Transcribe exactly, and only, the lines that run from the one containing "Target: asphalt street" through the end of the records.

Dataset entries
____
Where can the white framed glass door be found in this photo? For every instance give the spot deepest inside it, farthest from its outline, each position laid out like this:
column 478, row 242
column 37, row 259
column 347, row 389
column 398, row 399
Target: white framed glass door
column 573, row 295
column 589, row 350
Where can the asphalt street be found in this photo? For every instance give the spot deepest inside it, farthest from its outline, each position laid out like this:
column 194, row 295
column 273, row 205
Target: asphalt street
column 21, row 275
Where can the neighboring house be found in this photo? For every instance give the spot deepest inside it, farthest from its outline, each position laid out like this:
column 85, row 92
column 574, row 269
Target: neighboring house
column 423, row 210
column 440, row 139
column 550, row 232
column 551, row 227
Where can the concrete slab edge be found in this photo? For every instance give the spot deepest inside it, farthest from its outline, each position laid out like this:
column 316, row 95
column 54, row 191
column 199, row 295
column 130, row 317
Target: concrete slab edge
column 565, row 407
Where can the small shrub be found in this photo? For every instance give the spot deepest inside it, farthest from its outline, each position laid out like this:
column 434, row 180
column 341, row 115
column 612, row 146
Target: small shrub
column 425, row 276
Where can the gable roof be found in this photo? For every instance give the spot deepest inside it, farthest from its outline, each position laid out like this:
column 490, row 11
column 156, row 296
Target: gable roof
____
Task answer:
Target: asphalt street
column 21, row 275
Where can the neighboring house be found in this photo? For every instance give the spot deepest inside it, farthest from its outline, each position laid out like this:
column 85, row 92
column 574, row 269
Target: neighboring house
column 423, row 210
column 440, row 139
column 550, row 232
column 551, row 227
Where can the concrete slab edge be found in this photo? For every instance give the spot deepest inside it, farthest from its outline, each position laid out like this:
column 316, row 95
column 54, row 191
column 199, row 295
column 130, row 317
Target: concrete slab edge
column 565, row 407
Where can the small shrub be found in this photo? For every instance give the spot deepest inside it, farthest from its outline, each position laid out like this:
column 434, row 180
column 341, row 115
column 612, row 146
Target: small shrub
column 425, row 276
Where can the gable roof be found in this photo? For every instance give the spot deepest inside it, farthest from its outline, each position laid out like this:
column 490, row 11
column 156, row 296
Target: gable roof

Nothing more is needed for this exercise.